#### Document passage ####

Sequencing nucleic acids: from chemistry to medicine

Abstract

Chemistry has played a vital role in making routine, affordable sequencing of human genomes a reality. This article focuses on the genesis and development of Solexa sequencing that originated in Cambridge, UK. This sequencing approach is helping transform science and offers intriguing prospects for the future of medicine.

Chemistry played a vital role in elucidating the chemical structure of the natural nucleic acids DNA and RNA. This grounding was absolutely essential to enable the discovery of the three-dimensional structure of DNA and the Watson–Crick rules for the molecular recognition of base pairs.¹ In a paper published in 1952, Todd and Brown remarked “There can be no question of finality about any nucleic acid structure at the present time, since it is clear that there is no available method for determining the nucleotide sequence”.² This statement signified the beginnings of a quest for determining the exact sequence of nucleic acids.

A very early attempt at nucleic acid sequencing by Todd and co-workers explored the use of chemistry for the sequential degradation of RNA from its 3′ end, by cycles of oxidation followed by β-elimination.³ However, this and other attempts did not lead to a practical sequencing approach for decades to come. It wasn’t until the 1970s that two groups developed distinct sequencing chemistries that held considerable promise. At Harvard, Cambridge, USA, Maxam and Gilbert developed an approach that exploited the selective chemical reactivity of reagents towards the nucleobases to induce sequence-specific cleavage patterns from which the sequence could be derived after separating the cleaved DNA fragments, based on their size, by high resolution gel electrophoresis (Fig. 1).⁴ In Cambridge, UK, Sanger and his co-workers developed a very different approach that involved the synthesis of DNA in the presence of nucleotides that terminate synthesis. Specifically, Sanger’s sequencing used a DNA polymerase to extend a DNA primer on a DNA template using all four activated 2′-deoxynucleoside triphosphate (dNTP) building blocks (i.e. dATP, dCTP, dGTP and dTTP). Four parallel sequencing reactions would be carried out in which one of each of the four dideoxynucleoside triphosphates (ddATP, ddCTP, ddGTP and ddTTP) would be present. The C-terminator ddCTP would cause partial termination in some of the copies of DNA at each insertion of nucleotide C leading to the generation of a ladder of DNA fragments each of which is terminated at C and similarly for the remaining three termination reactions. The A, C, G and T DNA ladders could then each be separated by polyacrylamide gel electrophoresis and the sequence obtained by reading off the DNA bands from the longest to the shortest.⁵

Fig. 1.

Left: Maxam and Gilbert sequencing employed sequence-selective chemical fragmentation followed by separation by polyacrylamide gel electrophoresis to de-code DNA. Right: Sanger sequencing used chemistry to selectively terminate DNA synthesis at each of the four bases, followed by polyacrylamide gel electrophoresis to read the DNA sequence.

####

> [Task 1]
Please list the dideoxynucleoside triphosphates named in the nucleic acid sequencing article.
> [Task 2]
In the nucleic acid sequencing article, in what year did Todd and Brown publish the paper with the remark about finality?
> [Task 3]
Extend the nucleic acid sequencing article, starting after its last sentence.

#### Records ####

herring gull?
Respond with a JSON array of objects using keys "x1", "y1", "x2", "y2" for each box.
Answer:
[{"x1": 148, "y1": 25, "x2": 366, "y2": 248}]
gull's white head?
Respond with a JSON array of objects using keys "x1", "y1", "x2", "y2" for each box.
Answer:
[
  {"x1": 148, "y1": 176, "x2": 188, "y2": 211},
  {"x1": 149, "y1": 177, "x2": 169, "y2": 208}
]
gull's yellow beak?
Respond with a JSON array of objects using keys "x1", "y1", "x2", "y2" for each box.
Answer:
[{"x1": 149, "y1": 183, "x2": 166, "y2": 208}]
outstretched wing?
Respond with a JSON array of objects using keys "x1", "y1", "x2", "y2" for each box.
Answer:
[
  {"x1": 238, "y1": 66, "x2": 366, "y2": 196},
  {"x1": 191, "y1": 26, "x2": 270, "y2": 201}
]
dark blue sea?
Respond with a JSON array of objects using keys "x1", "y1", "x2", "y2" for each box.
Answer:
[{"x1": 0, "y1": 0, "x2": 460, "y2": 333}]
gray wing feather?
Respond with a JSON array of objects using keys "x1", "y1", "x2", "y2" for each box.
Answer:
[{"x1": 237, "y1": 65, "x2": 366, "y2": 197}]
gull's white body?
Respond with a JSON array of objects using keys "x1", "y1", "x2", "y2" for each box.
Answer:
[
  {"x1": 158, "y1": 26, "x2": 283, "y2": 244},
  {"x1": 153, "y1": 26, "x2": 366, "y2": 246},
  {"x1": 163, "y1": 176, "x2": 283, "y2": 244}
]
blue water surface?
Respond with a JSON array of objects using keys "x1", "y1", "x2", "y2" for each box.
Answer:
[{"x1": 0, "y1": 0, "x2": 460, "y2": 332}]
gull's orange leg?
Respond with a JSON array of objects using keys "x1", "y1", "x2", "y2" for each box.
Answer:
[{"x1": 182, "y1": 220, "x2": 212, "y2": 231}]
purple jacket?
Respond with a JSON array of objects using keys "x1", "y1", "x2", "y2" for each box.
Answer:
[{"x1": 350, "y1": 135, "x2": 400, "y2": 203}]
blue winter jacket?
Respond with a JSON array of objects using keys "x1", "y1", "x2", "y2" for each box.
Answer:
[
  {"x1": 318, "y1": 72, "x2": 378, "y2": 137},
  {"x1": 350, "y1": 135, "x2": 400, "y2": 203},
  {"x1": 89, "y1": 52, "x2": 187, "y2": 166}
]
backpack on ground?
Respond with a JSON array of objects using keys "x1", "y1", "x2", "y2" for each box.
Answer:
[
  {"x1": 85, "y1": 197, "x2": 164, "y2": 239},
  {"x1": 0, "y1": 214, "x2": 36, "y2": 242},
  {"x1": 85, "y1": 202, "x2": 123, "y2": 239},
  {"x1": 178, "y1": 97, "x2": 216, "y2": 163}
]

####
#### Records ####

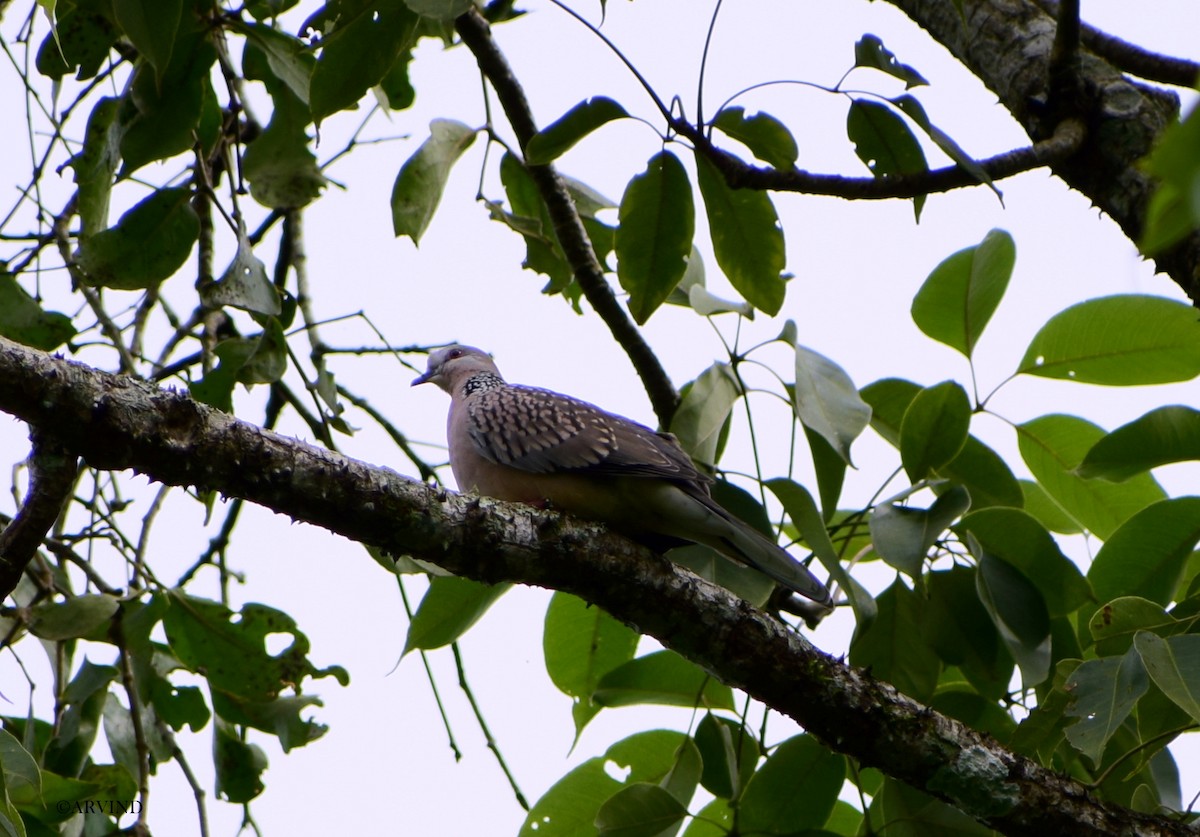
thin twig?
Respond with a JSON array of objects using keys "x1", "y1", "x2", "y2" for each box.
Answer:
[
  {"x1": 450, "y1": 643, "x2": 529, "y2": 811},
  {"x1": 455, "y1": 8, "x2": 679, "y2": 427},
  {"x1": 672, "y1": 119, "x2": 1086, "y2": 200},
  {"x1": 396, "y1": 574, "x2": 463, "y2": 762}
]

####
#### Records ####

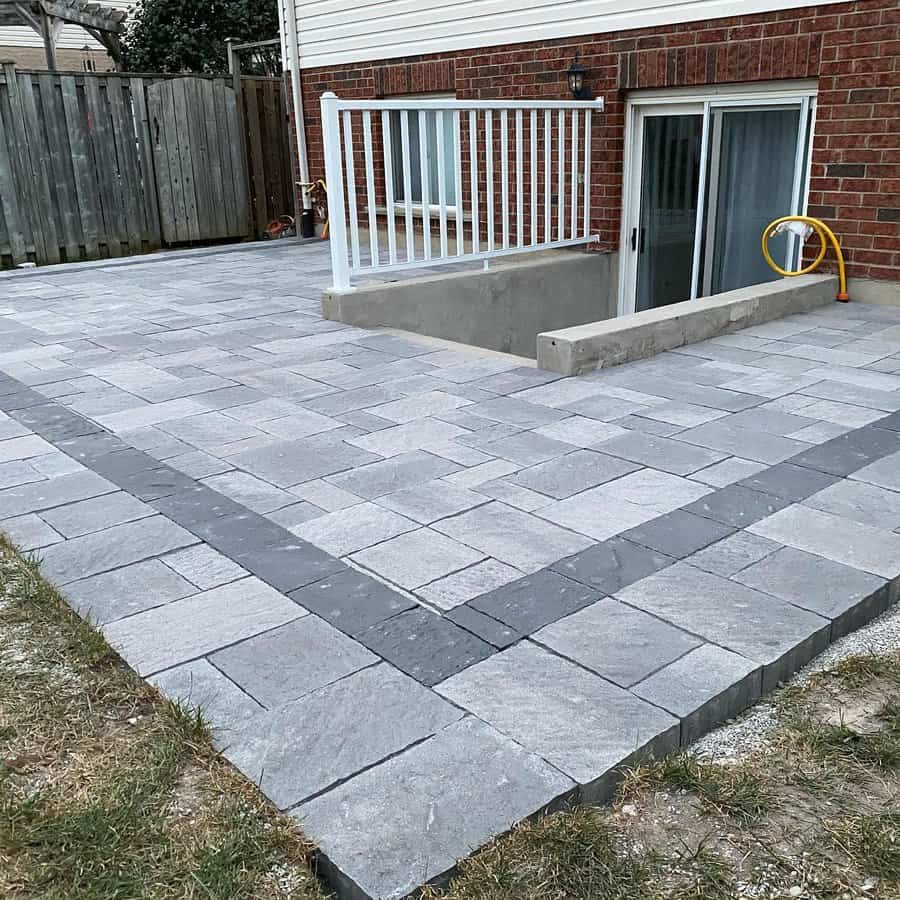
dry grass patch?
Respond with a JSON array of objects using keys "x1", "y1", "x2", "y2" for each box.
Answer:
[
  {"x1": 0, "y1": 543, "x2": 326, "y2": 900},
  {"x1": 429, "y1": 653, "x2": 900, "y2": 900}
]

####

> [Result 1]
ddATP, ddCTP, ddGTP, ddTTP

> [Result 2]
1952

> [Result 3]
Sanger sequencing proved to be the practical method of choice and subsequently opened up the field of genetics and molecular biology. The basic technology invented by Sanger was subjected to an impressive level of continuous improvement that included dye-labelled termination chemistry and advances in the engineering of polymerases and automation during the two decades after its creation. The best-known and arguably most important application of Sanger sequencing was the completion of the first human genome in 2004 by The Human Genome Project.⁶ A copy of the human genome comprises just over 3 billion bases of DNA and was decoded over a period of several years using hundreds of capillary sequencers in a collaborative effort involving laboratories worldwide, at an overall cost of several hundred million US dollars. This important milestone provided the opportunity for humanity to begin to understand our genome on an unprecedented level. It has also stimulated the consideration of alternative approaches to nucleic acid sequencing that would go beyond what has been possible using Sanger’s approach.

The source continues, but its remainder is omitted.